* Requirement 1
In the abstract on buried hill reservoirs, what size are the unit cubic rocks used in the experiments?

Abstract
The use of a vertical well pattern results in productivity deficiency and poor development effect when developing buried hill reservoirs with complex properties. In this work, experiments are conducted to determine the best pattern for complex structure wells in buried hill reservoirs. Discretization is employed in an experimental method that uses unit cubic rocks with a size of 5 cm × 5 cm × 5 cm. The rocks are bonded in a spotty or reticular design to form a macroscopic model. Based on water flooding similarity criteria of fractured reservoir, an experimental model similar to a quarter of a five-spot unit in an actual reservoir is designed and manufactured. By selectively plugging wells in the model, various well patterns are established. Simulation results indicate that the vertical–vertical well pattern exhibits the fastest water breakthrough, fastest increase in water cut, and lowest recovery under the same pressure difference and well spacing. The horizontal–horizontal well pattern has the slowest water cut increase and the highest final oil recovery. For fishbone wells, this pattern facilitates an ideal development effect when the percolation direction is perpendicular to the plane determined by the mother bore and branch. When liquid rate, water cut, and recovery are considered, the horizontal–horizontal well pattern is recommended when conditions allow.

* Data listing
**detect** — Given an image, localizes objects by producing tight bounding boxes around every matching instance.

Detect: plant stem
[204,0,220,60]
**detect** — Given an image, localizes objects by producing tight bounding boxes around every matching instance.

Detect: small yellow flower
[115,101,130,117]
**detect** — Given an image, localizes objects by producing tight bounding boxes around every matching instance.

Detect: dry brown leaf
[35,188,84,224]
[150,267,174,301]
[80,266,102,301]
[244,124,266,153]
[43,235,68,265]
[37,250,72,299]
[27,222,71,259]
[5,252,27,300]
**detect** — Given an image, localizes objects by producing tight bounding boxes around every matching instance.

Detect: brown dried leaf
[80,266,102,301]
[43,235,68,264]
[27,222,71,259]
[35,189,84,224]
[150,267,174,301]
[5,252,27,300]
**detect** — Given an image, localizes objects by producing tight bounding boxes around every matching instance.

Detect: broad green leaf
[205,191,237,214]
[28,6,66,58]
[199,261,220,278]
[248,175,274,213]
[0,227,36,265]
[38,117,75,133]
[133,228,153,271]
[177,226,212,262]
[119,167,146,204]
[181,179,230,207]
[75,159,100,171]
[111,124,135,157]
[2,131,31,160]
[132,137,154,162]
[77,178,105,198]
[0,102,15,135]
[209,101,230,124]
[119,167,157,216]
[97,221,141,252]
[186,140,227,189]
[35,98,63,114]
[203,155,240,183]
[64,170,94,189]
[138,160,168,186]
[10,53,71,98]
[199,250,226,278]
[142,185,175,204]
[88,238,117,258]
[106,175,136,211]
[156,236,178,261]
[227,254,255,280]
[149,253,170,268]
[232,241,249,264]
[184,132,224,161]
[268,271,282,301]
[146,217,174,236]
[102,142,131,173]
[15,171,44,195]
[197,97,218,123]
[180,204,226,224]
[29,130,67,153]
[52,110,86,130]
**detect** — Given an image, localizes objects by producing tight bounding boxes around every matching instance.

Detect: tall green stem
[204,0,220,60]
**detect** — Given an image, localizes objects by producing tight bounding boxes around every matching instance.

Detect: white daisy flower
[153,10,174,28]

---

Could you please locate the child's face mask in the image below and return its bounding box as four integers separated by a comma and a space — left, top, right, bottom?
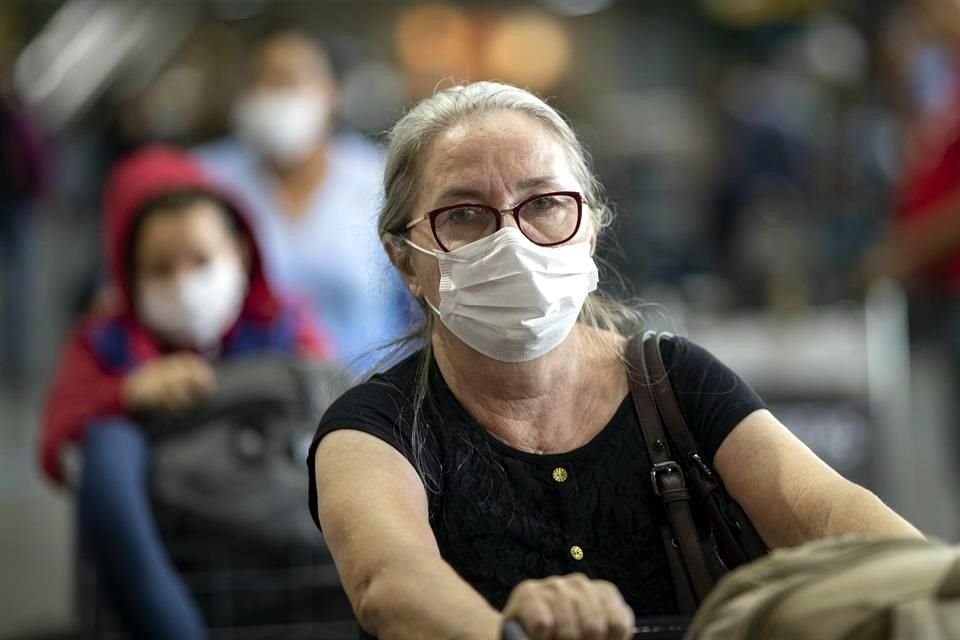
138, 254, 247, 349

* Requirement 2
Rewrite the rows starting at the line that contains "Could you please" and ending at the line that contains "138, 254, 247, 349", changing "locate" to "find" and keeping everything else the same. Leave the picture out of your answer.

* Full response 1
5 cm × 5 cm × 5 cm

* Full response 2
Could you please find the child's face mask in the image below and return its bounding box as four integers separated by a comma and a space — left, top, right, bottom?
138, 254, 247, 349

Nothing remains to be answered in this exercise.